Provided records |
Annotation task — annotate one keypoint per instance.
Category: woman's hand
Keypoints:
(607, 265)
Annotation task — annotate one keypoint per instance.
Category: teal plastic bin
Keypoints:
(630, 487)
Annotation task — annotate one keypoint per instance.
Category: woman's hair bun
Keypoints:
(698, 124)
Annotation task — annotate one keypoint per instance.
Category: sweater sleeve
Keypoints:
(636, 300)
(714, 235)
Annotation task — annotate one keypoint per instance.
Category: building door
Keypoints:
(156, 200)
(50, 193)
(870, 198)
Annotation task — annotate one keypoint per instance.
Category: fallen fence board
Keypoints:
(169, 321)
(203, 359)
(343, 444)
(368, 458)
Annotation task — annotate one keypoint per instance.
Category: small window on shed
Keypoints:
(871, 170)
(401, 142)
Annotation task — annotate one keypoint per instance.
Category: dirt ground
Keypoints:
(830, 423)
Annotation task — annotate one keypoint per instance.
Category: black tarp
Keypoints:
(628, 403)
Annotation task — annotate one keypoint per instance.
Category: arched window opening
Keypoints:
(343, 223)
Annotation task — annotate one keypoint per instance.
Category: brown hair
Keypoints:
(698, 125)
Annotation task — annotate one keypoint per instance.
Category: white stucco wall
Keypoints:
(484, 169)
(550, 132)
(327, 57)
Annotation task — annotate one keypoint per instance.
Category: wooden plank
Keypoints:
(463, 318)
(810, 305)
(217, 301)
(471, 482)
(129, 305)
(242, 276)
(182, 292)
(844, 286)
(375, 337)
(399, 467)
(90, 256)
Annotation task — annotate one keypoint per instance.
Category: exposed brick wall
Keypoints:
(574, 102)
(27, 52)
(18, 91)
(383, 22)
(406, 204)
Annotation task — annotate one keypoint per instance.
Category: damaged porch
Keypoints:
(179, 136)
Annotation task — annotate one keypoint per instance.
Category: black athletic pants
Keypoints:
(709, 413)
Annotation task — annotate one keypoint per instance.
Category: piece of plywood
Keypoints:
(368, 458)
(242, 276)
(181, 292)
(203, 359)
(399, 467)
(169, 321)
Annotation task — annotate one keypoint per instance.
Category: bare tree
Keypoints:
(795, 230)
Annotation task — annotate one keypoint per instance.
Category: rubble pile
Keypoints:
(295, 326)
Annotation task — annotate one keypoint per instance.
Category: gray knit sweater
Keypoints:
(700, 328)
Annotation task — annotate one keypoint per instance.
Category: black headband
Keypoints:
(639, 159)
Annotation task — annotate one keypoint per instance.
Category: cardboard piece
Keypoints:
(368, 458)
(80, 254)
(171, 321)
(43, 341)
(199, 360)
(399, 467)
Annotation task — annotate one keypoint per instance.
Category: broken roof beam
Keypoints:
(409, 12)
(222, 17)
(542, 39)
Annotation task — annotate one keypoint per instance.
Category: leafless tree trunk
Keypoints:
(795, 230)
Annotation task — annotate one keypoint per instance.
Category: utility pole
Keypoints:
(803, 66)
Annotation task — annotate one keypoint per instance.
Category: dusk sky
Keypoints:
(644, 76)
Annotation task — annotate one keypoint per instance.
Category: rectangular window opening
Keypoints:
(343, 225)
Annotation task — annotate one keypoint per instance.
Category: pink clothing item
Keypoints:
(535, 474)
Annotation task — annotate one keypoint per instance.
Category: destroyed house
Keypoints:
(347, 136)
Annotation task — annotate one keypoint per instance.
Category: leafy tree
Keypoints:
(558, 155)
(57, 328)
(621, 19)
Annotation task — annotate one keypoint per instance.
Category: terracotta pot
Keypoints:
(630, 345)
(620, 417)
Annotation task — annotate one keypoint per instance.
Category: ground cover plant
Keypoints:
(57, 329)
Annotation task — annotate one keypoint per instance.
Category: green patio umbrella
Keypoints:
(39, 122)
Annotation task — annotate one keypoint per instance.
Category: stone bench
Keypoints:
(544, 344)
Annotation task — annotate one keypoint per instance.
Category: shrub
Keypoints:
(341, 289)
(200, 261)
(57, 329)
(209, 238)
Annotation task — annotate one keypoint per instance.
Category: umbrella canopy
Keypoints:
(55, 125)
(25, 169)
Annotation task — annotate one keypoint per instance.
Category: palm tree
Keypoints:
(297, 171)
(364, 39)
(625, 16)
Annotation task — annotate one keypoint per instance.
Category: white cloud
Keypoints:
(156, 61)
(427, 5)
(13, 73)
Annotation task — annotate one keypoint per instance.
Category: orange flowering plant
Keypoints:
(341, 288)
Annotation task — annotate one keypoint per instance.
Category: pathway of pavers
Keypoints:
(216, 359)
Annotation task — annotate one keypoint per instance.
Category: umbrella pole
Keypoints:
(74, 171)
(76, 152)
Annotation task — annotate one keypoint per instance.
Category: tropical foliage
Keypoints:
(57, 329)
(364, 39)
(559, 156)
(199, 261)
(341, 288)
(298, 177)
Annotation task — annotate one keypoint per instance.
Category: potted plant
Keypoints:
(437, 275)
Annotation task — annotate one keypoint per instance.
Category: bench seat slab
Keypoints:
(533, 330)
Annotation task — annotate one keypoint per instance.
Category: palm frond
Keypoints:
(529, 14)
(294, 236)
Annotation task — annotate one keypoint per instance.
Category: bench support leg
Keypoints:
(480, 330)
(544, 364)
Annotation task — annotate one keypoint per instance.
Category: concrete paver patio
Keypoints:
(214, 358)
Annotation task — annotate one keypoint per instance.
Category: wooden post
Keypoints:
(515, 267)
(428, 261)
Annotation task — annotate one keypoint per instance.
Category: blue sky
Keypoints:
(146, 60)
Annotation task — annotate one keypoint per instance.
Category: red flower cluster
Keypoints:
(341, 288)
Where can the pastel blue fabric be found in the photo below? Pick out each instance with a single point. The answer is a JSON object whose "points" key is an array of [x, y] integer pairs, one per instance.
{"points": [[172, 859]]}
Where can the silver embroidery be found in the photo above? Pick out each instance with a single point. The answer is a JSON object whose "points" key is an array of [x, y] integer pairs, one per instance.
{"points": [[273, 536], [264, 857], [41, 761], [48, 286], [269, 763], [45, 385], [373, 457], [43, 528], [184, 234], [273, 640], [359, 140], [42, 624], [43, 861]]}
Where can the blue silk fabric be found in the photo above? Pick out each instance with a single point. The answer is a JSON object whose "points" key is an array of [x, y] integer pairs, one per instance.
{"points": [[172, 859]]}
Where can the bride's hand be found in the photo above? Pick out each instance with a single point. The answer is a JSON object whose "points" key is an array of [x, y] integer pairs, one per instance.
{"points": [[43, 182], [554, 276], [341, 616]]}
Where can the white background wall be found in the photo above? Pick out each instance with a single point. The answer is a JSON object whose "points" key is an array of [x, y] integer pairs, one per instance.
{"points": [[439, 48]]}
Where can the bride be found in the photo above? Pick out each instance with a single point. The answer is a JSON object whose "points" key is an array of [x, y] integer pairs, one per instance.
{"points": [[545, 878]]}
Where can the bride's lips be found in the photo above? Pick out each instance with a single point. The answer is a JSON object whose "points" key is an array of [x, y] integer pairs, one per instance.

Exercise brief | Write each line above out exactly.

Full solution |
Annotation task — annotate one keypoint per instance.
Category: woman's hand
Keypoints:
(607, 265)
Annotation task — annotate one keypoint per instance.
Category: teal plastic bin
Keypoints:
(630, 487)
Annotation task — annotate one keypoint per instance.
Category: woman's hair bun
Keypoints:
(698, 124)
Annotation task — annotate one keypoint per instance.
Category: sweater sleeve
Keypoints:
(636, 300)
(714, 235)
Annotation task — annotate one keypoint per instance.
Category: building door
Keypoints:
(156, 200)
(50, 193)
(870, 198)
Annotation task — annotate one keypoint per instance.
Category: fallen fence board
Keypoints:
(169, 321)
(203, 359)
(343, 444)
(368, 458)
Annotation task — annotate one keypoint per instance.
Category: small window on shed
Keypoints:
(871, 170)
(401, 142)
Annotation task — annotate one keypoint per instance.
Category: dirt ground
Keypoints:
(830, 423)
Annotation task — annotate one keypoint per instance.
Category: black tarp
Keypoints:
(628, 403)
Annotation task — annotate one keypoint per instance.
Category: arched window opening
Keypoints:
(343, 223)
Annotation task — annotate one keypoint per instance.
Category: brown hair
Keypoints:
(698, 125)
Annotation task — annotate one keypoint per instance.
Category: white stucco wall
Keypoints:
(484, 169)
(550, 132)
(327, 57)
Annotation task — annotate one keypoint per instance.
Category: wooden plank
Keypoints:
(463, 318)
(810, 305)
(217, 301)
(471, 482)
(129, 305)
(242, 276)
(182, 292)
(844, 286)
(375, 337)
(399, 467)
(90, 256)
Annotation task — annotate one keypoint per instance.
Category: exposed brick wall
Keypoints:
(574, 102)
(27, 52)
(18, 91)
(383, 22)
(406, 204)
Annotation task — annotate one keypoint per instance.
Category: damaged porch
Keypoints:
(179, 136)
Annotation task — annotate one keypoint per instance.
Category: black athletic pants
Keypoints:
(709, 413)
Annotation task — annotate one keypoint per instance.
Category: piece of plywood
Keypoints:
(368, 458)
(242, 276)
(181, 292)
(203, 359)
(399, 467)
(169, 321)
Annotation task — annotate one keypoint per instance.
Category: bare tree
Keypoints:
(795, 230)
Annotation task — annotate one keypoint per instance.
Category: rubble pile
Keypoints:
(295, 326)
Annotation task — annotate one keypoint per instance.
Category: gray knit sweater
Keypoints:
(700, 328)
Annotation task — annotate one keypoint per instance.
Category: black headband
Keypoints:
(639, 159)
Annotation task — annotate one keypoint per instance.
Category: cardboard piece
Keypoints:
(368, 458)
(80, 254)
(171, 321)
(43, 341)
(199, 360)
(399, 467)
Annotation task — annotate one keypoint per instance.
Category: broken roof beam
Keypoints:
(409, 12)
(222, 17)
(542, 39)
Annotation task — annotate one keypoint per instance.
Category: leafless tree trunk
Keypoints:
(795, 230)
Annotation task — annotate one keypoint per instance.
Category: utility pole
Keypoints:
(803, 66)
Annotation task — annotate one keypoint per instance.
Category: dusk sky
Keypoints:
(644, 76)
Annotation task — annotate one keypoint per instance.
Category: rectangular window opening
Keypoints:
(343, 225)
Annotation task — annotate one keypoint per instance.
Category: pink clothing item
Keypoints:
(535, 474)
Annotation task — annotate one keypoint per instance.
Category: destroyed house
Keypoints:
(347, 136)
Annotation task — annotate one keypoint per instance.
Category: leafy tree
Keypoints:
(558, 155)
(57, 328)
(621, 19)
Annotation task — annotate one keypoint per instance.
Category: terracotta pot
Keypoints:
(630, 345)
(620, 417)
Annotation task — annotate one keypoint per instance.
Category: ground cover plant
Keypoints:
(57, 329)
Annotation task — annotate one keypoint per instance.
Category: green patio umbrella
Keypoints:
(39, 122)
Annotation task — annotate one keypoint per instance.
Category: stone bench
Keypoints:
(544, 344)
Annotation task — annotate one keypoint per instance.
Category: shrub
Keypoints:
(341, 289)
(200, 261)
(57, 329)
(209, 238)
Annotation task — annotate one keypoint per instance.
Category: umbrella canopy
Keypoints:
(55, 125)
(25, 169)
Annotation task — annotate one keypoint per instance.
Category: palm tree
Keypoints:
(297, 171)
(364, 39)
(625, 16)
Annotation task — annotate one keypoint per instance.
Category: white cloud
Keypoints:
(156, 61)
(427, 5)
(13, 73)
Annotation task — annotate one keypoint per instance.
Category: orange flowering plant
Keypoints:
(341, 288)
Annotation task — annotate one keypoint per instance.
Category: pathway of pavers
Keypoints:
(216, 359)
Annotation task — annotate one keypoint per instance.
Category: umbrella pole
Keypoints:
(74, 171)
(76, 152)
Annotation task — annotate one keypoint per instance.
Category: tropical foliage
Keypoints:
(57, 329)
(364, 39)
(559, 156)
(199, 261)
(341, 288)
(298, 177)
Annotation task — annotate one keypoint per instance.
Category: potted plant
Keypoints:
(437, 275)
Annotation task — annotate one keypoint per instance.
Category: bench seat slab
Keypoints:
(533, 330)
Annotation task — annotate one keypoint per instance.
Category: palm frond
Keypoints:
(529, 14)
(294, 236)
Annotation task — annotate one keypoint per instance.
Category: bench support leg
Keypoints:
(480, 330)
(544, 364)
Annotation task — annotate one keypoint per instance.
Category: concrete paver patio
Keypoints:
(214, 358)
Annotation task — annotate one keypoint per instance.
Category: wooden post
Keypoints:
(515, 267)
(428, 261)
Annotation task — annotate one keypoint per instance.
Category: blue sky
Keypoints:
(146, 60)
Annotation task — annotate one keypoint per instance.
Category: red flower cluster
Keypoints:
(341, 288)
Where can the pastel blue fabric be found in the photo below? Pick out each instance with a single point. The answer is a JSON object whose "points" key is an array of [x, y] integer pairs, one per instance.
{"points": [[172, 859]]}
Where can the silver embroidery be found in the photo above? Pick out each instance with a single point. The answer is a JSON object whose "points" key is an array of [x, y] integer pairs, one per instance.
{"points": [[273, 536], [264, 857], [41, 761], [48, 286], [269, 763], [45, 385], [373, 457], [43, 528], [184, 234], [273, 640], [359, 140], [42, 624], [43, 861]]}
Where can the blue silk fabric be found in the photo above? Pick out each instance with a single point. The answer is a JSON object whose "points" key is an array of [x, y] integer pairs, one per instance.
{"points": [[172, 859]]}
Where can the bride's hand be found in the photo above? Pick out each instance with a single point. The answer is a JSON object whose "points" key is an array of [x, y] integer pairs, one per instance.
{"points": [[43, 182], [554, 276], [341, 616]]}
Where can the white background wall be found in the photo above? Pick out each instance with a single point. The answer is a JSON object whose "points" key is an array of [x, y] integer pairs, one per instance.
{"points": [[439, 48]]}
Where can the bride be found in the photo above? Pick out each instance with a single point. The answer is a JSON object whose "points" key is an array of [x, y] integer pairs, one per instance.
{"points": [[545, 878]]}
Where can the bride's lips be found in the photo above? Pick out each instance with a single point. The answer is a JSON object whose "points" key is an array of [x, y] integer pairs, one per instance.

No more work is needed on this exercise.